WHAT IS REQUIRED: Look below for the line that contains "spot the blurred green background", then copy it and each following line exactly, through and including the line that contains "spot the orange petal".

INFORMATION:
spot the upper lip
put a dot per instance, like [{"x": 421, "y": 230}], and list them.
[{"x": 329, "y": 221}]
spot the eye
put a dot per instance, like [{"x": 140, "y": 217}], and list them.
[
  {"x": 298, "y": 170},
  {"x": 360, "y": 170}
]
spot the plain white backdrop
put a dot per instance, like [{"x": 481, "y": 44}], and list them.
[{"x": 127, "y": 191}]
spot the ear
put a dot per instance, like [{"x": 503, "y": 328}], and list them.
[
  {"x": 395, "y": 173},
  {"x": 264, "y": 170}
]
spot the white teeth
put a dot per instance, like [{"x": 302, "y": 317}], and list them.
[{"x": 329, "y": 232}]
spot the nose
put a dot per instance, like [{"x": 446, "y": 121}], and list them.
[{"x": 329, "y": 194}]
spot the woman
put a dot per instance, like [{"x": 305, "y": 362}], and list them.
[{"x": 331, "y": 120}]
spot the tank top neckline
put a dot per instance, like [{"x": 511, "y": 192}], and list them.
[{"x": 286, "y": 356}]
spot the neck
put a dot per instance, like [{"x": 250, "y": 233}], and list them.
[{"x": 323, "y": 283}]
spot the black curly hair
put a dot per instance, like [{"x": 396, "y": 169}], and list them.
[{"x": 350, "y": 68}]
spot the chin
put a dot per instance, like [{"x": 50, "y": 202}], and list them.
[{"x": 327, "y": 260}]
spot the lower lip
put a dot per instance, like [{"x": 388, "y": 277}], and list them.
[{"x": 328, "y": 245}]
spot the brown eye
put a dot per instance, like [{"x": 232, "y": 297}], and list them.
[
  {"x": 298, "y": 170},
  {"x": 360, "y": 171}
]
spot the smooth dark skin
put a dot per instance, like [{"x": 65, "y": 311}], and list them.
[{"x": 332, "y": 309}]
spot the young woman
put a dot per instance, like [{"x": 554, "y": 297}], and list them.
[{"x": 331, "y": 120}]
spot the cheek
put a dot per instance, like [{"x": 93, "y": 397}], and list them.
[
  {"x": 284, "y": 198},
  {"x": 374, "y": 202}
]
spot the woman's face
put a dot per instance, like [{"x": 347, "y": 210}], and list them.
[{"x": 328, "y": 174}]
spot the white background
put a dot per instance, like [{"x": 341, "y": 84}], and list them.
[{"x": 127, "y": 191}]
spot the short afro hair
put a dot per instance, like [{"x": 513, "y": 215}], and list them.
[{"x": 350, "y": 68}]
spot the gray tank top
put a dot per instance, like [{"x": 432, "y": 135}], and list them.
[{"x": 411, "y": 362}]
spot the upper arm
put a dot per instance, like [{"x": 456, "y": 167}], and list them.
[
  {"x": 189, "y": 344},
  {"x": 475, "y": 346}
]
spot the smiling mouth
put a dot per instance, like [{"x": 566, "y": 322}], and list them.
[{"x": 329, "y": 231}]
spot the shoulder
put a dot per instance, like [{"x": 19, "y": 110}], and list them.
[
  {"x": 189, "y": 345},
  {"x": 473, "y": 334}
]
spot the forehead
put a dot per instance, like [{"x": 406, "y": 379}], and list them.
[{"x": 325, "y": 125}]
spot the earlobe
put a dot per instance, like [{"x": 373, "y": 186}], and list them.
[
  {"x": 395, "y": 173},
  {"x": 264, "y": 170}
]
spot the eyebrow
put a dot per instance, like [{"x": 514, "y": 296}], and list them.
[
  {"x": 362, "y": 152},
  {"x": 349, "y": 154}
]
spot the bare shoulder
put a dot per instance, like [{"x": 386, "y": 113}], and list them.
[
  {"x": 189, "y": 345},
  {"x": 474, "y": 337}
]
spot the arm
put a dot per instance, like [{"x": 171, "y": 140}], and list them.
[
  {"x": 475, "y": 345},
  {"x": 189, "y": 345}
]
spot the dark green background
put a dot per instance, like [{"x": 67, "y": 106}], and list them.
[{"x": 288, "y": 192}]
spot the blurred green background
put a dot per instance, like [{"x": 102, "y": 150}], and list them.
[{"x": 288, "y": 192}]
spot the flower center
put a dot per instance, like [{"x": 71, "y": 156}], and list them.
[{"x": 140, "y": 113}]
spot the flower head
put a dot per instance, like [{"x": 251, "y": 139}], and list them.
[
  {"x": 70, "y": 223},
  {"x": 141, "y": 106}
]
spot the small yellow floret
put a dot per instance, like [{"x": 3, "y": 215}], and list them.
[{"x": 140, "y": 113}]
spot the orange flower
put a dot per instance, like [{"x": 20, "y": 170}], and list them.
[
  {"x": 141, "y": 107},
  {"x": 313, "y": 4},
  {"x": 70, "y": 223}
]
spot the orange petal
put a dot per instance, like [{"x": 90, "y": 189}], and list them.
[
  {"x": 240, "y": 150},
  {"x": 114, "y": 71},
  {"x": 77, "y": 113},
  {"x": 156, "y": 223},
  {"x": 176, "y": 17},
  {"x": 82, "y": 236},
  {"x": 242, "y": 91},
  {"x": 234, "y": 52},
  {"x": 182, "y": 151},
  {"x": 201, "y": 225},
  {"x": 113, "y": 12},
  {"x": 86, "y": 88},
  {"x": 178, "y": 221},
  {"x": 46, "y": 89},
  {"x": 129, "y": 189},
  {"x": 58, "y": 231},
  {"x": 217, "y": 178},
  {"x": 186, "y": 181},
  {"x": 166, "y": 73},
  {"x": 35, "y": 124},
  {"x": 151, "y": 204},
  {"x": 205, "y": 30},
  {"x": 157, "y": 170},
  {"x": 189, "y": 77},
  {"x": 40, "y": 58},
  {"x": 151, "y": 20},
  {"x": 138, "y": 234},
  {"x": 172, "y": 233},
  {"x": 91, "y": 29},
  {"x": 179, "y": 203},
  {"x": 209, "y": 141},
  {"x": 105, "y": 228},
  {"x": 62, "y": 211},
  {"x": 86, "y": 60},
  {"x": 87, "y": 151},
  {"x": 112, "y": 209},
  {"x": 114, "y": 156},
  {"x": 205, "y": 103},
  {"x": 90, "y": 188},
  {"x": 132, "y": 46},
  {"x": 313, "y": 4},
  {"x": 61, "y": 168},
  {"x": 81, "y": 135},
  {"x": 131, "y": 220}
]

TASK OUTPUT:
spot the blurred green background
put a dot per instance, like [{"x": 102, "y": 150}], and list them.
[{"x": 288, "y": 192}]
spot the flower center
put a dot per instance, like [{"x": 71, "y": 156}], and list them.
[{"x": 140, "y": 113}]
spot the flower head
put a dot per instance, like [{"x": 251, "y": 139}], and list them.
[
  {"x": 70, "y": 223},
  {"x": 141, "y": 106}
]
spot the small yellow floret
put a dot per instance, like [{"x": 3, "y": 215}], and list them.
[{"x": 140, "y": 113}]
spot the orange flower
put a dot per instance, like [{"x": 20, "y": 170}], and list them.
[
  {"x": 141, "y": 107},
  {"x": 313, "y": 4},
  {"x": 70, "y": 223}
]
spot the orange petal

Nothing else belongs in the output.